#### Records for the exercise ####

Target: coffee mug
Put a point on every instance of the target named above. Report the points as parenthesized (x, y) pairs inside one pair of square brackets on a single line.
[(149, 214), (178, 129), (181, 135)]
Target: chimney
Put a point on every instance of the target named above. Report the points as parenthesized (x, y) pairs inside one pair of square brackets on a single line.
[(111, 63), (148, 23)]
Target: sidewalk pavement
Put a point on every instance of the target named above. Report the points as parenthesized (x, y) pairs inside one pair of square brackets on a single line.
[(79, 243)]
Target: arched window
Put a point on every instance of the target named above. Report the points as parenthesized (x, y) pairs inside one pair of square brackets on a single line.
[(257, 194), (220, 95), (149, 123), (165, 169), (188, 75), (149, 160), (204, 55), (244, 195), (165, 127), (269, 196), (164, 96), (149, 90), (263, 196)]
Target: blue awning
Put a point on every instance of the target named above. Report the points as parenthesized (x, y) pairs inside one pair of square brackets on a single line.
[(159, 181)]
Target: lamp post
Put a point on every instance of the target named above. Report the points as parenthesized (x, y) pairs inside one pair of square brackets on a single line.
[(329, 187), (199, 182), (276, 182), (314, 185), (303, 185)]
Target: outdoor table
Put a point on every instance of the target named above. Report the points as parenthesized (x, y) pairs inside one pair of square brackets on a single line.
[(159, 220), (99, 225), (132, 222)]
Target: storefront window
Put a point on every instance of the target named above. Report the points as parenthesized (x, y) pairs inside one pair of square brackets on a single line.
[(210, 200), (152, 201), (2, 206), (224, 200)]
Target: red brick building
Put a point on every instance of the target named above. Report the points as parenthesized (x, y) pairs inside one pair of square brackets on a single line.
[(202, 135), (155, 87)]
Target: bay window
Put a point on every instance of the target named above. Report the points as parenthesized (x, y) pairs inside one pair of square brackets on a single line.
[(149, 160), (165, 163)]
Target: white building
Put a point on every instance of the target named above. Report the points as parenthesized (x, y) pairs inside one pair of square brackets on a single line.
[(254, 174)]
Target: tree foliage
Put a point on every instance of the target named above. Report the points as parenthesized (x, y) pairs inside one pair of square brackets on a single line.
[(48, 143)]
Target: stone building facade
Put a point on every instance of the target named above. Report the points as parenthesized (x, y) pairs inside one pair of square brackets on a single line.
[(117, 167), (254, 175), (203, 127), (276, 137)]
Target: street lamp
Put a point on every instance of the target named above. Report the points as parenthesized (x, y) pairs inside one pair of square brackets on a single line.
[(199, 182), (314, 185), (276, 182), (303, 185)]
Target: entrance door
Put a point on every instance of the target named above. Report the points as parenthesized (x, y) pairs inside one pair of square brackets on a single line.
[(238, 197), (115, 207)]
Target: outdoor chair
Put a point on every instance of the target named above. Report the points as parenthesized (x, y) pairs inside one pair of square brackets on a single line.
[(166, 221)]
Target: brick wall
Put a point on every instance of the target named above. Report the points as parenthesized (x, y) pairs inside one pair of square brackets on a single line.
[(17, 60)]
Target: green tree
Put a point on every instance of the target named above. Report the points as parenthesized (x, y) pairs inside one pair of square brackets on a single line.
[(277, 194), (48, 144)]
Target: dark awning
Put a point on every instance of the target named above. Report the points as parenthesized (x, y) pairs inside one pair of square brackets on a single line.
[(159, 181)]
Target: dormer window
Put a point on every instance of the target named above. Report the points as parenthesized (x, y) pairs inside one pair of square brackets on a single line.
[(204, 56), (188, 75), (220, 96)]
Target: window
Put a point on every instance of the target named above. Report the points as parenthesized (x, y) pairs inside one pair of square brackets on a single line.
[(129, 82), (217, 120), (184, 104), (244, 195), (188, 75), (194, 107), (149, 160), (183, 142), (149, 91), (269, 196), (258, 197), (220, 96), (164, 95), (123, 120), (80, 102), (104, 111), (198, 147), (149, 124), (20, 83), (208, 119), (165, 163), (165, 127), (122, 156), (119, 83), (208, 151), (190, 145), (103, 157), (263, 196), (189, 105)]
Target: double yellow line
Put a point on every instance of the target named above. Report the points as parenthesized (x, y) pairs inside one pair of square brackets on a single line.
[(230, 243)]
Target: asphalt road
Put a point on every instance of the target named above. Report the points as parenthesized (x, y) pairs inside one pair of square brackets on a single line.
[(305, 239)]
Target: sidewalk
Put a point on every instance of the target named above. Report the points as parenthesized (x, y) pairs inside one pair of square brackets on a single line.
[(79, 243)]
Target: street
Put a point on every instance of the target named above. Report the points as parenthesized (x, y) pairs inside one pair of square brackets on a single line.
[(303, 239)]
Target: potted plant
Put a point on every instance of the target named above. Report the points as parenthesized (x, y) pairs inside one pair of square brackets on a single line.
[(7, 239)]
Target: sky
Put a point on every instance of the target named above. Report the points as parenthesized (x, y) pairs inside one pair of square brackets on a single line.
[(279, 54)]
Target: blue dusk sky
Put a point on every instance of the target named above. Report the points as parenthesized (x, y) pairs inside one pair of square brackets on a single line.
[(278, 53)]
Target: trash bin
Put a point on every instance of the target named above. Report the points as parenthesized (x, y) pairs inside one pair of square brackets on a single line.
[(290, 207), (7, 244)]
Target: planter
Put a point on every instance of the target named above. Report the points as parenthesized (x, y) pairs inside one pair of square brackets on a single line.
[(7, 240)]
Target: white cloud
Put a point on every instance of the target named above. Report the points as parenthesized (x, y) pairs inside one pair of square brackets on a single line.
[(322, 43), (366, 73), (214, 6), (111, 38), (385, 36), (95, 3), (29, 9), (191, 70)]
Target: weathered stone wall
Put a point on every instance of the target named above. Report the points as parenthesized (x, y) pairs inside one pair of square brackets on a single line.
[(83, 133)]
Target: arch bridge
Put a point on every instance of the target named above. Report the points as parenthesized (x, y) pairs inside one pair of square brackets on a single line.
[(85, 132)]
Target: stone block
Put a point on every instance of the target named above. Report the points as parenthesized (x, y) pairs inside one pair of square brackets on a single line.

####

* Directions:
The output should be exactly the lines above from the line containing "Target: dark awning" to the line containing "Target: dormer window", inclusive, with no other lines.

* Written solution:
Target: dark awning
Put a point on every instance of the target named above. Report the points as parenthesized (x, y) pairs inside one pair of square brackets on a single line.
[(159, 181)]
Target: dormer window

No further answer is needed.